• Exercise task A: Using the passage on Argentina's election, explain why Carrió's platform is called neither sensationalist nor pro forma. Answer in one to three sentences.
• Exercise task B: In the passage on Argentina's election, how many candidates are on the ballot for the October 28 election?

• Passage:
***
Still, the rate of inflation has been a persisting headache for Kirchner. At the center of the issue are the repeated scandals purportedly involving the administration in manipulating the numbers. The resignation in September of Beatriz Paglieri, the official in charge of producing monthly price data saw the culmination of these complaints. With varying versions of the exact nature of the inflation figure, there is much suspicion regarding the administration's truthfulness when it comes to this matter. The CIA World Factbook reported the inflation number to be 9.8 percent in 2006; Reuters reports the twelve month inflation through September 2007 to be 8.6 percent. Other sources claim, less reliably, that inflation is now in the double digits.
The Top Three of 14
There are fourteen candidates on the ballot for the October 28 election, but only three of those are really known to the public. One of the two well-known female candidates in this race is Elisa Carrió, widely recognized for her crusade against corruption. She is a firm critic of the Kirchner administration and has served two terms as a congresswoman representing her poor, northern home province, Chaco. Her policies are centered on the need for transparency in government, and include a promise to clean up Indec, the statistics agency accused of data manipulation, as well as to cut back the government's focus on ties with Venezuela and instead focus on improving relationships with close neighbors such as Uruguay and Chile. In the September 16 provincial elections, all did not go well in Chaco. The candidate from Kirchner's Peronist coalition won by a mere 2,000 votes, the equivalent of less than half of a percentage point, adding more fuel to Carrió's anti-corruption fire. In response to this, she has gone so far as to express concern over the legitimacy of the planning going into the upcoming presidential election.
Carrió's platform is neither sensationalist nor pro forma. In 2006, Argentina was ranked number 93 of 163 countries in Transparency International's Corruption Perceptions Index, with a score of 2.9. This score is on a scale of zero to ten, with zero being "highly corrupt." In contrast, neighbor Chile was ranked at number 20, the same rank as the U.S., both receiving a 7.3 In addition, Carrió's personal run-in with the law may further prove her point. In a bizarre series of events, she was acquitted of slander charges brought against her by a Patagonian fisherman, Héctor Antonio, who Carrió had earlier implicated in the murder of fisheries businessman Carlos Espinoza. Carrió had suggested that the murder was the work of a mafia with government ties. It is debatable whether this claim will help her campaign or hurt it, but it certainly raised her media profile.
***
• Data provided:
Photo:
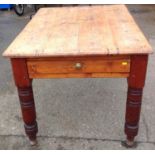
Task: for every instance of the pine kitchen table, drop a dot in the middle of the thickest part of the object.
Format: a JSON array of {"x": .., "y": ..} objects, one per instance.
[{"x": 80, "y": 42}]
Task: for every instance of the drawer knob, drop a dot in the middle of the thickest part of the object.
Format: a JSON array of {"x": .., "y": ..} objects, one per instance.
[{"x": 78, "y": 65}]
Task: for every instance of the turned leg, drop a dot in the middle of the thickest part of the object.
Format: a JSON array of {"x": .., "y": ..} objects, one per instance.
[
  {"x": 25, "y": 92},
  {"x": 28, "y": 112},
  {"x": 136, "y": 83}
]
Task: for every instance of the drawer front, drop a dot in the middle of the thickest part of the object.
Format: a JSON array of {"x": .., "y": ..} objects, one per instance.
[{"x": 47, "y": 66}]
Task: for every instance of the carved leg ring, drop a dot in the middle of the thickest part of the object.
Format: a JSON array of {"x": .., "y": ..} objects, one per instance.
[
  {"x": 28, "y": 112},
  {"x": 133, "y": 108}
]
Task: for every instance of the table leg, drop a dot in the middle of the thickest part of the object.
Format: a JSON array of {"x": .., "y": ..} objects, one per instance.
[
  {"x": 25, "y": 92},
  {"x": 136, "y": 83}
]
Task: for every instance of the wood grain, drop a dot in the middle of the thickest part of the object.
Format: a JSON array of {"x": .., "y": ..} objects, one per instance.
[
  {"x": 80, "y": 31},
  {"x": 107, "y": 66}
]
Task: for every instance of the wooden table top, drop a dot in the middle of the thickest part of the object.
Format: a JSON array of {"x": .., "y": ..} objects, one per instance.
[{"x": 79, "y": 31}]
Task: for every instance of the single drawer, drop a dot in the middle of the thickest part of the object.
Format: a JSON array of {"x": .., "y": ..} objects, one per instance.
[{"x": 79, "y": 65}]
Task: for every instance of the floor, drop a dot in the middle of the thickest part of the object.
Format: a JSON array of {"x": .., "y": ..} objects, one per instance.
[{"x": 75, "y": 113}]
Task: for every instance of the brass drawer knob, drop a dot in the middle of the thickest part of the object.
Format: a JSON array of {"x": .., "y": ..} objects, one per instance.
[{"x": 78, "y": 65}]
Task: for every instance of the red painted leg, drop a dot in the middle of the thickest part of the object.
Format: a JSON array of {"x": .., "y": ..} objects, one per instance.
[
  {"x": 25, "y": 92},
  {"x": 136, "y": 83}
]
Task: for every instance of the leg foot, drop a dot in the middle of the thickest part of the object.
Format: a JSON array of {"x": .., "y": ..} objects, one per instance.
[
  {"x": 129, "y": 144},
  {"x": 33, "y": 142}
]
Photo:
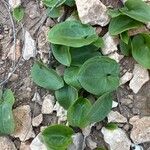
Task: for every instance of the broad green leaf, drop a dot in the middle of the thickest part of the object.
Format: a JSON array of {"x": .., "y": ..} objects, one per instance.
[
  {"x": 46, "y": 77},
  {"x": 81, "y": 54},
  {"x": 122, "y": 23},
  {"x": 62, "y": 54},
  {"x": 66, "y": 96},
  {"x": 100, "y": 108},
  {"x": 71, "y": 77},
  {"x": 138, "y": 10},
  {"x": 18, "y": 13},
  {"x": 99, "y": 75},
  {"x": 141, "y": 50},
  {"x": 7, "y": 124},
  {"x": 77, "y": 113},
  {"x": 72, "y": 33},
  {"x": 57, "y": 137}
]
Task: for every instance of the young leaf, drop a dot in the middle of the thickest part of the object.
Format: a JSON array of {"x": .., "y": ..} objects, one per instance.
[
  {"x": 71, "y": 77},
  {"x": 7, "y": 124},
  {"x": 141, "y": 50},
  {"x": 66, "y": 96},
  {"x": 45, "y": 77},
  {"x": 100, "y": 108},
  {"x": 18, "y": 13},
  {"x": 122, "y": 23},
  {"x": 57, "y": 137},
  {"x": 77, "y": 113},
  {"x": 62, "y": 54},
  {"x": 99, "y": 75},
  {"x": 138, "y": 10},
  {"x": 72, "y": 33}
]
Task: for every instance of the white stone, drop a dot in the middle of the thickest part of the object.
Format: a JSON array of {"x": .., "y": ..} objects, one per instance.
[
  {"x": 110, "y": 44},
  {"x": 140, "y": 77},
  {"x": 140, "y": 132},
  {"x": 29, "y": 49},
  {"x": 6, "y": 144},
  {"x": 48, "y": 104},
  {"x": 22, "y": 116},
  {"x": 115, "y": 116},
  {"x": 126, "y": 77},
  {"x": 61, "y": 113},
  {"x": 37, "y": 120},
  {"x": 93, "y": 12},
  {"x": 117, "y": 139},
  {"x": 37, "y": 144}
]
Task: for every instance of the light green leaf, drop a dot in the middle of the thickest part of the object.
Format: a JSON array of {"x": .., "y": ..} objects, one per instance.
[
  {"x": 62, "y": 54},
  {"x": 72, "y": 34},
  {"x": 141, "y": 49},
  {"x": 57, "y": 137},
  {"x": 99, "y": 75},
  {"x": 122, "y": 23},
  {"x": 7, "y": 124},
  {"x": 100, "y": 108},
  {"x": 45, "y": 77},
  {"x": 71, "y": 77},
  {"x": 18, "y": 13},
  {"x": 138, "y": 10},
  {"x": 77, "y": 113},
  {"x": 66, "y": 96}
]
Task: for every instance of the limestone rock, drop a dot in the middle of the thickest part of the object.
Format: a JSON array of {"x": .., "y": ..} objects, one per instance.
[
  {"x": 6, "y": 144},
  {"x": 115, "y": 116},
  {"x": 140, "y": 132},
  {"x": 22, "y": 116},
  {"x": 117, "y": 139},
  {"x": 93, "y": 12},
  {"x": 140, "y": 77}
]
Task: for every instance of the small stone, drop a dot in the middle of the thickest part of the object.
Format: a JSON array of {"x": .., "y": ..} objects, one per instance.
[
  {"x": 125, "y": 78},
  {"x": 115, "y": 116},
  {"x": 6, "y": 144},
  {"x": 93, "y": 12},
  {"x": 117, "y": 139},
  {"x": 140, "y": 132},
  {"x": 110, "y": 44},
  {"x": 22, "y": 116},
  {"x": 140, "y": 77},
  {"x": 37, "y": 120},
  {"x": 48, "y": 104}
]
***
• Output A: In 2006, Argentina ranked 93 of 163 countries in Transparency International's Corruption Perceptions Index. Its score was 2.9 on a zero-to-ten scale, where zero means "highly corrupt." Neighboring Chile ranked 20, the same rank as the U.S.

• Output B: Fourteen.